Problem description | Reproduce the records starting at the line that contains "For the benchmark, mark every instance of the jagged" and ending at the line that contains "[[264, 214]]", requests included. Scale each point coordinate in the answers by 1.15 and round to whole numbers, halves up.

◇ ◇ ◇ ◇ ◇ ◇ ◇

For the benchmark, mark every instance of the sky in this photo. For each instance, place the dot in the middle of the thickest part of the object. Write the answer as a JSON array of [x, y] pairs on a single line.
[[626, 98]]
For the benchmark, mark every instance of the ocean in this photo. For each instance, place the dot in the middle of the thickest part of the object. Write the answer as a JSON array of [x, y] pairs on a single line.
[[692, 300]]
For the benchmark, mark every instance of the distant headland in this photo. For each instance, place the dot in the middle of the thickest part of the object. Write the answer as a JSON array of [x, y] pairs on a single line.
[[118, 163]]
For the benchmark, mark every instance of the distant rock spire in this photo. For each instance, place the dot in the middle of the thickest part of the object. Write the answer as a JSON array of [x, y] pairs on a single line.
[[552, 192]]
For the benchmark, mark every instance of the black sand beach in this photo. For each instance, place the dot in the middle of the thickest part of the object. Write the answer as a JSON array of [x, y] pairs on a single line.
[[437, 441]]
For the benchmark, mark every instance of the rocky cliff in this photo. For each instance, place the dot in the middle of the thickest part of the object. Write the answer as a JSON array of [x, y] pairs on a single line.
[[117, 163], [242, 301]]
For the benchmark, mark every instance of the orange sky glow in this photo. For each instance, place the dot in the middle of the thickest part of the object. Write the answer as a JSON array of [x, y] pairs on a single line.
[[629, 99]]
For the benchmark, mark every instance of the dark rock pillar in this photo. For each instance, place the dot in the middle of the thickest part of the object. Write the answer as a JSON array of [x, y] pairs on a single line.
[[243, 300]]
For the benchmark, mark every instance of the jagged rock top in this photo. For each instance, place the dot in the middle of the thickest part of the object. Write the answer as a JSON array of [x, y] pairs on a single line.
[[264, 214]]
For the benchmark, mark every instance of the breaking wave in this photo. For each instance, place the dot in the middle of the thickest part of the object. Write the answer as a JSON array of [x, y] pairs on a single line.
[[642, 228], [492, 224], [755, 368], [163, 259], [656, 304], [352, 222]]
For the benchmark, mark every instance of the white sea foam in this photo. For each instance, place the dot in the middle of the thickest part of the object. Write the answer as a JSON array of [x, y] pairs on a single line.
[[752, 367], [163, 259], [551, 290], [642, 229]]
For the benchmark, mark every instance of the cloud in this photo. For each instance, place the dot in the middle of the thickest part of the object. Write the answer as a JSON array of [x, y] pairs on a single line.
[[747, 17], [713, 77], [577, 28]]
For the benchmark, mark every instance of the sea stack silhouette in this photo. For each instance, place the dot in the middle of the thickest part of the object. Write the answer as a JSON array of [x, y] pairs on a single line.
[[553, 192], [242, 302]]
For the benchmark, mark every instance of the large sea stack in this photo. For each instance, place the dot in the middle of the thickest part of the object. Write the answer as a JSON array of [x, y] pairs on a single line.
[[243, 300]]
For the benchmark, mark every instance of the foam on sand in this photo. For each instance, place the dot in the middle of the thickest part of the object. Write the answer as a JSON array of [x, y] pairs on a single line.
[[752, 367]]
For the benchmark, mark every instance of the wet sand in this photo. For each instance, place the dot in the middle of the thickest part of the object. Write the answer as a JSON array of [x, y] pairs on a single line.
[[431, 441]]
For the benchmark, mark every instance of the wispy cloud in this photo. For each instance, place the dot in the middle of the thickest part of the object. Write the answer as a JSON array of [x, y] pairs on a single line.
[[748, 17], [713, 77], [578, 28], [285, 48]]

◇ ◇ ◇ ◇ ◇ ◇ ◇

Task result |
For the benchmark, mark every instance of the jagged rock top in this photo. For each instance, place the dot in the middle of the thickest part of the object. Write the answer as a JSON array of [x, y] pairs on a single line.
[[304, 246]]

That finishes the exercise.